[Records from a collection]
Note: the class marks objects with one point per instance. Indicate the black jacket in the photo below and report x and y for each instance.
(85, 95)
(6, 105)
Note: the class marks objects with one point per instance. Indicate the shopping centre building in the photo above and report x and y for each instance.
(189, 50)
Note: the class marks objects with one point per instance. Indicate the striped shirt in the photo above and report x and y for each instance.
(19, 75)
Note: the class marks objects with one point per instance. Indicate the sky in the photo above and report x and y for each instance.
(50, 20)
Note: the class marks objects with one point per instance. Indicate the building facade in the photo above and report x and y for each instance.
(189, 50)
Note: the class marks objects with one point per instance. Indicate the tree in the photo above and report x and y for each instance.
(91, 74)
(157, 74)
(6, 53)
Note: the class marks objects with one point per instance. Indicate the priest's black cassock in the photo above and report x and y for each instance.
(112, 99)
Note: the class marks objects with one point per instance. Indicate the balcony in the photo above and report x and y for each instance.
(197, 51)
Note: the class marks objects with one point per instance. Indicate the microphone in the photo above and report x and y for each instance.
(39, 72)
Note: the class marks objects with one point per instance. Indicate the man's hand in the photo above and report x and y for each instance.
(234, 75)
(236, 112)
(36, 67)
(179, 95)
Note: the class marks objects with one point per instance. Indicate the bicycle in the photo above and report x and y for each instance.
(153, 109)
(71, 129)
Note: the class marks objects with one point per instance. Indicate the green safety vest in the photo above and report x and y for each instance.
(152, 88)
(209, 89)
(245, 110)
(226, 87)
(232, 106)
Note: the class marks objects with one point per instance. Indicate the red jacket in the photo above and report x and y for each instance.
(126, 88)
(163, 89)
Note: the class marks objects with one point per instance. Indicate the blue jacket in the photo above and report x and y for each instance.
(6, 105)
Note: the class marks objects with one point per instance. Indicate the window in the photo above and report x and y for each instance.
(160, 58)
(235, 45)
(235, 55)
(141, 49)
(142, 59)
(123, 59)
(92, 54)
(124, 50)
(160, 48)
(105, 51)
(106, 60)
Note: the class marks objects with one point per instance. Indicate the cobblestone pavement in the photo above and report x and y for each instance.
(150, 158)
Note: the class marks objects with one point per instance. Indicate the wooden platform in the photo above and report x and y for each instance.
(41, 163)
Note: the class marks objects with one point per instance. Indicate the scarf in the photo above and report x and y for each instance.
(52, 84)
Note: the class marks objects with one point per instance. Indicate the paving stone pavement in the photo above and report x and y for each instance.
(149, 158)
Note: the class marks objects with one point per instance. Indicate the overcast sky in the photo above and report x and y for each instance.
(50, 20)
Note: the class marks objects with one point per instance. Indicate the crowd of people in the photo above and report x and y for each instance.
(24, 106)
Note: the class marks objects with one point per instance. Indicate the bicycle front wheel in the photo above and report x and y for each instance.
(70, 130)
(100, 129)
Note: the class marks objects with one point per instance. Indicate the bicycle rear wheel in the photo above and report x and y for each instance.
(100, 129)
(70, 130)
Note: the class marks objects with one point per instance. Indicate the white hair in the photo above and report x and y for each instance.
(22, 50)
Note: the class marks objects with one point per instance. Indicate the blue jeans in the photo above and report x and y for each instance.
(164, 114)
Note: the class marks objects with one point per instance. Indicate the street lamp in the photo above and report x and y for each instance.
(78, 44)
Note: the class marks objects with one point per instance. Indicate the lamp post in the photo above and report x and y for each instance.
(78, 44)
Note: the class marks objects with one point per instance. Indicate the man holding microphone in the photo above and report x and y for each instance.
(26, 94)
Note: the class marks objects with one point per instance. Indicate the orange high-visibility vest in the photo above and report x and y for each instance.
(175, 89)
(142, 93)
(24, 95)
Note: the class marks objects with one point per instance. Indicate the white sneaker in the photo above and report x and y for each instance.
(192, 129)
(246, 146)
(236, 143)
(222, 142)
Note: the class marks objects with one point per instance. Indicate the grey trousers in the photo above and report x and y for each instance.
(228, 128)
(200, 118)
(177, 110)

YOUR TASK: Every entry should be retyped exactly as shown.

RESULT FOR THIS EXERCISE:
Note: the class marks objects with one point per instance. Indicate the black jacket in the photo below and report x and y for each instance.
(85, 95)
(6, 105)
Note: the class marks objects with one point per instance. Indicate the shopping centre building in the photo above and report x and y for each instance.
(189, 50)
Note: the class marks objects with one point per instance. Indicate the striped shirt in the photo above and report x and y for each instance.
(19, 75)
Note: the class marks objects with one point per instance. Indicate the sky in the photo above and report x and y for each instance.
(50, 20)
Note: the class marks objects with one point per instance. Indicate the building facade in the photo above and report x and y for each instance.
(189, 50)
Note: the class marks objects with one point per instance. Indicate the tree in the photo above and report x and y for each instance.
(91, 74)
(157, 74)
(6, 53)
Note: the class marks objects with one point per instance. Indicate the priest's black cassock in the photo above and report x and y for each instance.
(112, 99)
Note: the class marks objects with one point per instance. Indicate the balcony in the photo above and report x and y for each instance.
(197, 51)
Note: the class marks objects with one point per instance. Indicate the microphone in the photo above and report x and y for each instance.
(39, 72)
Note: the class marks objects with one point per instance. Indicate the man's hand in the photo above and report x and y for each instance.
(234, 75)
(236, 112)
(36, 67)
(179, 95)
Note: the class marks objects with one point per instance. Indicate the bicycle in the photo above and report x and y for each instance.
(153, 109)
(71, 129)
Note: the class marks objects with one point per instance. Indicate the green safety vest in the photo above and report x and y for each instance.
(152, 88)
(209, 89)
(245, 110)
(226, 87)
(232, 106)
Note: the class marks objects with one point per instance. Indicate the red jacket in the photo above and report x and y for each instance.
(126, 88)
(163, 89)
Note: the class marks objects with one point per instance. Indicate the blue jacket in the photo above and report x and y for each instance.
(6, 105)
Note: the class marks objects with one point per instance. Indicate the window in the photo above and report x and y for each instance.
(160, 58)
(235, 45)
(235, 55)
(141, 49)
(142, 59)
(123, 59)
(92, 54)
(124, 50)
(160, 48)
(105, 51)
(106, 60)
Note: the class marks objects with one point per instance. Indicate the cobblestone pavement in the photo above and report x and y for each instance.
(150, 158)
Note: the class marks objects with one point per instance. Indicate the wooden platform in the photo above and report x and y for each instance.
(41, 163)
Note: the class marks objects with one point per instance. Indicate the scarf in the photo above and report x and y for each instance.
(52, 84)
Note: the class marks objects with one point per instance. Indicate the paving stone pavement in the photo above and report x and y for each instance.
(149, 158)
Note: the class marks objects with one point per instance. Indicate the overcast sky in the photo above and report x and y for each instance.
(50, 20)
Note: the class marks objects with one point per instance. Indicate the crowd of people in the photo above and report x and y for each instance.
(24, 106)
Note: the class marks objects with one point per instance. Indicate the bicycle front wheel in the photo above and report x and y for each instance.
(70, 130)
(100, 129)
Note: the class marks objects with one point per instance. Indicate the bicycle rear wheel in the photo above and report x and y for each instance.
(100, 129)
(70, 130)
Note: the class marks objects with one point per instance. Indicate the white hair in the photo above and report x and y for each instance.
(22, 50)
Note: the class marks objects with one point per instance. Indicate the blue jeans in the photo above and report x and y for each instance.
(164, 114)
Note: the class marks objects with one point per instance. Indicate the street lamp in the photo above and report x and y for each instance.
(78, 44)
Note: the class marks objects with one point per instance. Indicate the lamp post in the photo above and report x and y for each instance.
(78, 44)
Note: the class marks objects with one point per instance. Indicate the man holding microphone in the photo above and report x and y for each instance.
(26, 94)
Note: the class marks objects with one point per instance. Indicate the orange high-visibility vest in the photo above and report x and y for each instance.
(175, 89)
(142, 93)
(24, 95)
Note: the class marks objects with one point per instance. Indicate the white sneaker in the photo above and report x and y for each instance.
(192, 129)
(246, 146)
(236, 143)
(222, 142)
Note: the class marks objects with one point per instance. Indicate the grey trousers in the photo above and report x and y for each instance.
(228, 128)
(200, 118)
(177, 110)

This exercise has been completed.